Quoted passage:

The Hanbali school (Arabic: المذهب الحنبلي‎‎) is one of the four orthodox Sunni Islamic schools of jurisprudence (fiqh). It is named after the Iraqi scholar Ahmad ibn Hanbal (d. 855), and was institutionalized by his students. The Hanbali madhhab is the smallest of four major Sunni schools, the others being the Hanafi, Maliki and Shafi'i.

Hanbali school derives Sharia predominantly from the Quran, the Hadiths (sayings and customs of Muhammad), and the views of Sahabah (Muhammad's companions). In cases where there is no clear answer in sacred texts of Islam, the Hanbali school does not accept jurist discretion or customs of a community as a sound basis to derive Islamic law, a method that Hanafi and Maliki Sunni fiqhs accept. Hanbali school is the strict traditionalist school of jurisprudence in Sunni Islam. It is found primarily in Saudi Arabia and Qatar, where it is the official fiqh. Hanbali followers are the demographic majority in four emirates of UAE (Sharjah, Umm al-Quwain, Ras al-Khaimah and Ajman). Large minorities of Hanbali followers are also found in Bahrain, Oman and Yemen and within Iraqi and Jordanian bedouins.

The Hanbali school experienced a reformation in the Wahhabi-Salafist movement. Historically the school was small; during the 18th to early-20th century Muhammad ibn Abd al-Wahhab and Al Saud greatly aided its propagation around the world by way of their interpretation of the school's teachings. As a result of this, the school's name has became a controversial one in certain quarters of the Islamic world today due to the influence it is believed by some to have had upon Salafism and Wahhabism, both of which cite Ibn Hanbal as a principal influence along with the thirteenth-century Hanbali reformer Ibn Taymiyyah. However, it has been argued that Ibn Hanbal's own beliefs actually played "no real part in the establishment of the central doctrines of Wahhabism," especially as there is evidence that the medieval "Hanbalite authorities had doctrinal concerns very different from those of the Wahhabis," rich as medieval Hanbali literature is in references to saints, grave visitation, miracles, and relics. Historically, the Hanbali school was treated as simply another valid interpretation of Islamic law, and many prominent medieval Sufis, such as Abdul Qadir Jilani, were Hanbali jurists and venerated mystics at the same time. While it is true that certain medieval Hanbali reformers such as Ibn Taymiyyah and Ibn Qayyim al-Jawziyyah did criticize aspects of classical Sunni tradition (of which Sufism had become an integral part), such as the veneration of the tombs of saints, neither of them ever rejected Sufism as such nor did they reject the idea that the belief in saints was a valid aspect of orthodox Sunni thought. However, even these two figures, both of whom were far more appreciative of Sufism than present-day Salafism, were nevertheless treated as iconoclastic exceptions in the Hanbali school during that time period, due to Hanbalism's particular closeness to Sufism during the medieval era.

Dataset section:

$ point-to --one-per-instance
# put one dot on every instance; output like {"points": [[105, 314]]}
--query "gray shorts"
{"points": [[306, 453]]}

What this task involves:
Answer these from the text on the Hanbali school:
(a) Which scholar is the school named after?
(b) In which two countries is it the official fiqh?
(c) Which Sufi does the text name as both a Hanbali jurist and a venerated mystic?
These lines were taken from a separate source.

Task solution:
(a) Ahmad ibn Hanbal
(b) Saudi Arabia and Qatar
(c) Abdul Qadir Jilani